Task input
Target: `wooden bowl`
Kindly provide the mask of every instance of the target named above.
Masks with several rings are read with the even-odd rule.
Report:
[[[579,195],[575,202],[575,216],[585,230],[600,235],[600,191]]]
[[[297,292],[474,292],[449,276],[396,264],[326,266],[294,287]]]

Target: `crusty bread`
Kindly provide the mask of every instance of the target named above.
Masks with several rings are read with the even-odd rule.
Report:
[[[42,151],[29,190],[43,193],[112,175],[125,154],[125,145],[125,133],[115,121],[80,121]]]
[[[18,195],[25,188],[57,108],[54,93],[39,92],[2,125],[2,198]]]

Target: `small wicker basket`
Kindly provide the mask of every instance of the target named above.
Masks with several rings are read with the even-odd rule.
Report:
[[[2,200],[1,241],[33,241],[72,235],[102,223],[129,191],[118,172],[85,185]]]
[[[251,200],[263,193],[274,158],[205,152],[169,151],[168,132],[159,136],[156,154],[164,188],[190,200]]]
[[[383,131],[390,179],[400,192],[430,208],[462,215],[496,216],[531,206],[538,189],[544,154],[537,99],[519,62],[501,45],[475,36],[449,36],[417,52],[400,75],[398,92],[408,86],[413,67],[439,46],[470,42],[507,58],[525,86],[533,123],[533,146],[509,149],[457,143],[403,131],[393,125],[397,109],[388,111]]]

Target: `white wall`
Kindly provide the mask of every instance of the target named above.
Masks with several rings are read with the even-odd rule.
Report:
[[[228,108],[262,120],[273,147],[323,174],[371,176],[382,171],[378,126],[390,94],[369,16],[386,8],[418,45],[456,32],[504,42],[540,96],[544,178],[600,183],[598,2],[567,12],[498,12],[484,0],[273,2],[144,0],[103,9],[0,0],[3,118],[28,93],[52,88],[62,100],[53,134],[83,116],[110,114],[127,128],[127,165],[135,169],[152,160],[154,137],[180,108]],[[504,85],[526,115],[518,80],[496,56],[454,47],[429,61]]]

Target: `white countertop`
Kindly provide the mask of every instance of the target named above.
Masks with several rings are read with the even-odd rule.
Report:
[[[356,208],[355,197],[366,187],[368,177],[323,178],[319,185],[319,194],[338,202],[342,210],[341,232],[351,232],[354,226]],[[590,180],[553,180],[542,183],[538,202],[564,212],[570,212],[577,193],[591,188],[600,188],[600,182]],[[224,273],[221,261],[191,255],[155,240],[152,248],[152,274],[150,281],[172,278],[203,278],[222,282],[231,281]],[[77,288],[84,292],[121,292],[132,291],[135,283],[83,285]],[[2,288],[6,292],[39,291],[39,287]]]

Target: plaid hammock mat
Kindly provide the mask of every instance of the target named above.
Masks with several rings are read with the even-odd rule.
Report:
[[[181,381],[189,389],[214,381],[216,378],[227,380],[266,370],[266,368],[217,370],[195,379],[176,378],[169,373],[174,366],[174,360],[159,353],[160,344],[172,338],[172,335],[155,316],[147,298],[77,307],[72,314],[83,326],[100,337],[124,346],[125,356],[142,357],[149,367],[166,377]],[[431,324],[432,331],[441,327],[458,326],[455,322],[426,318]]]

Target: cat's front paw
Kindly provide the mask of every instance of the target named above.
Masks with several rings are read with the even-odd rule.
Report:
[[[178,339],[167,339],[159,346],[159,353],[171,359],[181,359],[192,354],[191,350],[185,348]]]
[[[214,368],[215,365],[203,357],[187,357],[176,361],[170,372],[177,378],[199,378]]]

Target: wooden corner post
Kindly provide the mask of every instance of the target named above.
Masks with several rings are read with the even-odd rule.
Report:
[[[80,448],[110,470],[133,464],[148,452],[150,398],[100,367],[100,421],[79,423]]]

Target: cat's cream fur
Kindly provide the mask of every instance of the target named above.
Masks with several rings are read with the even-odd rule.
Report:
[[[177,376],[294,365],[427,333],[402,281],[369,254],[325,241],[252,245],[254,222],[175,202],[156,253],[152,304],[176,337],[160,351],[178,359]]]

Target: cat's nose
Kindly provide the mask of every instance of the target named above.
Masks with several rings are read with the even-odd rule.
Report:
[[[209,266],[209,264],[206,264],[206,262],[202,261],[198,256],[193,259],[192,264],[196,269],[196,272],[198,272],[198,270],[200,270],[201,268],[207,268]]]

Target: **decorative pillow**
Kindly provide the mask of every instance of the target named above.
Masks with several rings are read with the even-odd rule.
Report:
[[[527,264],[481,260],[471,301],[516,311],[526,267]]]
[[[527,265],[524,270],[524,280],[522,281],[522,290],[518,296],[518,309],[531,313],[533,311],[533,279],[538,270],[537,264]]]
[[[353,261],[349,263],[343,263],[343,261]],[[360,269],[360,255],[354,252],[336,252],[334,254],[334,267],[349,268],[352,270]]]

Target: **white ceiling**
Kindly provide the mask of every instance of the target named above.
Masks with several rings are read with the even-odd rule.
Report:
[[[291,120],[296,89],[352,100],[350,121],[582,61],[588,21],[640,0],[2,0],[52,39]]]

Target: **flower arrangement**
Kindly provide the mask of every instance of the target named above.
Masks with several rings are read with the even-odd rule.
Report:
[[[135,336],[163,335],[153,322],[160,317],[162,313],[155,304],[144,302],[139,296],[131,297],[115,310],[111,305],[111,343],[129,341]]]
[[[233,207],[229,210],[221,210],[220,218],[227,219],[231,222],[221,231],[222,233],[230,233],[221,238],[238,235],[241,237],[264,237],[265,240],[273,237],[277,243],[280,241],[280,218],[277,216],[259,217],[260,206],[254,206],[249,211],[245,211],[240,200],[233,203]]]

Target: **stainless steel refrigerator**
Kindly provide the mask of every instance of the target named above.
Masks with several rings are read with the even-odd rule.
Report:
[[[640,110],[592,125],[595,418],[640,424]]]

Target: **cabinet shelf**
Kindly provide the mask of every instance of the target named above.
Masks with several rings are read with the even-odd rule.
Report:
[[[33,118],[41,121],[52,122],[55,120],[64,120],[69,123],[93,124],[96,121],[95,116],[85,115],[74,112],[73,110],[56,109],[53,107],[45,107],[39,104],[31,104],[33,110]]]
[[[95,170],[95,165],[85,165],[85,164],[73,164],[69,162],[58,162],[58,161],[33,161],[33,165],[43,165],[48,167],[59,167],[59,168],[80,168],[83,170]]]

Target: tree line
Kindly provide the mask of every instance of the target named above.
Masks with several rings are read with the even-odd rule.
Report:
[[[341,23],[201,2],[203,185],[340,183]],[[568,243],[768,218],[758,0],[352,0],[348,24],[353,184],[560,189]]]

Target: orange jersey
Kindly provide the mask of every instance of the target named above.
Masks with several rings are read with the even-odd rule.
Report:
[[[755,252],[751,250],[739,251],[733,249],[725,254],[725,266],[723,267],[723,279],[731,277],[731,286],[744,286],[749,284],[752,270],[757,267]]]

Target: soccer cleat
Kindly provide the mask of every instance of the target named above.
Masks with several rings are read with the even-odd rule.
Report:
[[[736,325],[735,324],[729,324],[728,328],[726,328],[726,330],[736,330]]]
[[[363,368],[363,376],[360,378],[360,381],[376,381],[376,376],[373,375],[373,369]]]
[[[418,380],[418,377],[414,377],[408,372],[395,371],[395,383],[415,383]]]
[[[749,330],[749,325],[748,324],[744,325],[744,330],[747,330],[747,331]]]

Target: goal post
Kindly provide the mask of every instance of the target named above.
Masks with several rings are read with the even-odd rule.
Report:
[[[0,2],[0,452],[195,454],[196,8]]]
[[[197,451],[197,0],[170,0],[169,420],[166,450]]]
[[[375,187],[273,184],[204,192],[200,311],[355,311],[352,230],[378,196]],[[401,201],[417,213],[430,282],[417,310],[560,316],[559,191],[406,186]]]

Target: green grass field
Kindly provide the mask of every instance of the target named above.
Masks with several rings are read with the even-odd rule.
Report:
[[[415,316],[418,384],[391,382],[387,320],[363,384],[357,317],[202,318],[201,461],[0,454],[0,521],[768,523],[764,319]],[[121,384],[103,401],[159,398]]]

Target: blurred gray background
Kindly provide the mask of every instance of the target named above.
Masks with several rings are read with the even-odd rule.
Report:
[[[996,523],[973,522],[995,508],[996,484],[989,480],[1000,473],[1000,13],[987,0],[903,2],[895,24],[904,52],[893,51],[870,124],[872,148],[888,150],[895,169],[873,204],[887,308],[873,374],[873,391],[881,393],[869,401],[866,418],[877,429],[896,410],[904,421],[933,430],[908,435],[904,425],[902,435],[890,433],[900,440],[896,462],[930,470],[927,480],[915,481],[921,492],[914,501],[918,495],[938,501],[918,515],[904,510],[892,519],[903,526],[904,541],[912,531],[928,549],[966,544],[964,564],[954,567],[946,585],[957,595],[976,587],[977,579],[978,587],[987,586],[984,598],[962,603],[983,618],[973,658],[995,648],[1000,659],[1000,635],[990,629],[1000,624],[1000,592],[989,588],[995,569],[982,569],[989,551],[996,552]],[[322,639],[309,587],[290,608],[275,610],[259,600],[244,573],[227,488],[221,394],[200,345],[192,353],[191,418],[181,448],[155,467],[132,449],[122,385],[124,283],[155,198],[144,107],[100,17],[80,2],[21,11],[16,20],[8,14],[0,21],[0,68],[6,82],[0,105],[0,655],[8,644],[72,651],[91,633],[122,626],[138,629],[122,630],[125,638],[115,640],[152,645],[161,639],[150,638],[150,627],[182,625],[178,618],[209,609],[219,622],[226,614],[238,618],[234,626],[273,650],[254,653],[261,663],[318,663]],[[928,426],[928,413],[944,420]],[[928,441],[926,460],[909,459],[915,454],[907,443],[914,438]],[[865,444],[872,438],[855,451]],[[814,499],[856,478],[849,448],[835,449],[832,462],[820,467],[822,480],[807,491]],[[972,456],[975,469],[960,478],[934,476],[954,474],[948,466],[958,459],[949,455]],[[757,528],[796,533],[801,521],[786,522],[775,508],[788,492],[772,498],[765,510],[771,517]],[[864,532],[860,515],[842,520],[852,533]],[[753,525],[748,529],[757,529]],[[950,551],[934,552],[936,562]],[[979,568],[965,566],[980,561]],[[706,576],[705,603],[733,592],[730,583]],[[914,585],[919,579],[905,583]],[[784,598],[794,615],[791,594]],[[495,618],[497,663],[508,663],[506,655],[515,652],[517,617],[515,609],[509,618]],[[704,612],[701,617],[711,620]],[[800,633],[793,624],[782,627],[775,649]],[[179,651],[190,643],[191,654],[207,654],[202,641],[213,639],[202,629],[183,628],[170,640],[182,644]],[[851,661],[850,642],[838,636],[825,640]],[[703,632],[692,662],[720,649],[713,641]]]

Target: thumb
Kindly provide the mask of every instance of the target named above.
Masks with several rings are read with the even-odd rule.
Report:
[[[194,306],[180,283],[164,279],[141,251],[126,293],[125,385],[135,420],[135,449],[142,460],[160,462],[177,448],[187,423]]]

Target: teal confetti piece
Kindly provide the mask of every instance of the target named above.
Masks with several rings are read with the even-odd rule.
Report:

What you are asked to do
The expected answer is the lines from the one containing "Target: thumb" through the end of the material, reproduced exactly with both ends kept.

Answer below
Target: thumb
Kindly provide the mask of every instance of the target named above.
Masks with several rings are read with the even-odd rule.
Report:
[[[194,306],[180,283],[164,279],[141,251],[126,293],[125,385],[135,420],[135,449],[142,460],[160,462],[177,448],[187,423]]]

Target: teal confetti piece
Kindly provide the mask of every instance of the target named above.
Masks with several rings are read with the even-odd rule.
Report:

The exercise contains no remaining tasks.